→ DATASET ROWS:
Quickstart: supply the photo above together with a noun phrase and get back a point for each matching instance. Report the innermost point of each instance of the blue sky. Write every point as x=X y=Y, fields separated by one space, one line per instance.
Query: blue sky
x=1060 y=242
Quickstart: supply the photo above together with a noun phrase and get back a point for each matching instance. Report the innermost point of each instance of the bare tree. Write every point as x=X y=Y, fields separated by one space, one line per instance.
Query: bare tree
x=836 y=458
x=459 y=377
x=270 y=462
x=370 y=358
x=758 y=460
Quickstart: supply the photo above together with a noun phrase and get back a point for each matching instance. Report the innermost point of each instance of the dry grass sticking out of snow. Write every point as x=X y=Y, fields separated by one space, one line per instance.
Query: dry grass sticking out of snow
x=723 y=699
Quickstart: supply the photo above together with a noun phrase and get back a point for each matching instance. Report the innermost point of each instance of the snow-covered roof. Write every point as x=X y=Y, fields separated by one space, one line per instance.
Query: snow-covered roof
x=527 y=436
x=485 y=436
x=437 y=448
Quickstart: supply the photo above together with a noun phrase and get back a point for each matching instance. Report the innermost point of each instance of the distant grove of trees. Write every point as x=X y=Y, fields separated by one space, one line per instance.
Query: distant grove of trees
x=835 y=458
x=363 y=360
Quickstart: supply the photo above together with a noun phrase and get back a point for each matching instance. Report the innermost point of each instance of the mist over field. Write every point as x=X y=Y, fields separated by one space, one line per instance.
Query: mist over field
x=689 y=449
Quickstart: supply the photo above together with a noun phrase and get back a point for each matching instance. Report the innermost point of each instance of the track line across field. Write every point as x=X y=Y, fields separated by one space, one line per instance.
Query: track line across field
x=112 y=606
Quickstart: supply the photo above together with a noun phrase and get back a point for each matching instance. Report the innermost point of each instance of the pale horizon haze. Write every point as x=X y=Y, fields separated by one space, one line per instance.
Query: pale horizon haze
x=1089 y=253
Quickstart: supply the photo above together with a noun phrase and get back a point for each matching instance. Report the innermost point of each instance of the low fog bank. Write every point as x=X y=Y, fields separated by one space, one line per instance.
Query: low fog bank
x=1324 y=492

→ SHORT EXERCISE: Reproduce the listing above, replacing each occurrence of "innermost point" with "center point" and keeping every other line and word the same.

→ COMPLETED TASK:
Quickstart: supply the photo above together with a noun phrase and get back a point for each matching instance. Report the center point of each instance of the blue sky. Write every point as x=X y=Y, fields separated by one space, one line per instance.
Query: blue sky
x=1060 y=242
Quickstart: supply the photo above together with a noun phrase and get back a point for each matching instance. Report the center point of each instance of the bare tree. Write every point as x=X y=Y, fields separated by one space, one line per instance.
Query: bare tree
x=836 y=458
x=459 y=377
x=270 y=462
x=370 y=358
x=758 y=460
Quickstart: supply the photo above together with a noun phrase and get back a point for each matching instance. Report the center point of each instance of the dry grass sticking out of snow. Write every point as x=X y=Y, fields separated by one space, one line per instance.
Query: dry grass sticking out of snow
x=723 y=699
Quickstart: supply the photo above together with a noun phrase and get back a point for each matching instance. Report the center point of each instance of the snow-covered roof. Write every point as x=X y=Y, fields separated by one space, one line per instance.
Query: snow-covered roof
x=527 y=436
x=485 y=436
x=437 y=448
Quickstart: supply the photo above together with a noun phrase and get back a point for each matching instance. Report the center point of each instance of the distant grove of trees. Write every point as x=X y=Y, fields separated by one space, one line per instance.
Query: distant grove of trees
x=835 y=458
x=363 y=360
Quickstart: supply the photo above together with a noun phrase and get back a point for each matching instance. Report the center point of each instance of the mist over field. Write every point as x=X y=Y, fields separated by one space, one line per instance.
Query: mist over field
x=689 y=449
Quickstart: supply the photo above together with a noun phrase and get back a point for each matching instance. Report the center point of each instance of the track line across field. Write every point as x=X y=Y, fields separated by one space, one line per instance.
Query: track line across field
x=112 y=606
Quickstart: supply the photo above together with a noun phrase and get back a point for each matching instance. Report the center point of each instance of the pale horizon haze. Write every point as x=X y=Y, fields separated by one space, one line per instance.
Query: pale horizon haze
x=1089 y=253
Quickstart: supply the photo above together with a noun phrase and get back a point for each matching instance. Report the center point of each instance of the low fog bank. Write every point as x=X y=Y, fields separated by one space, one line per instance.
Query: low fog bank
x=1324 y=492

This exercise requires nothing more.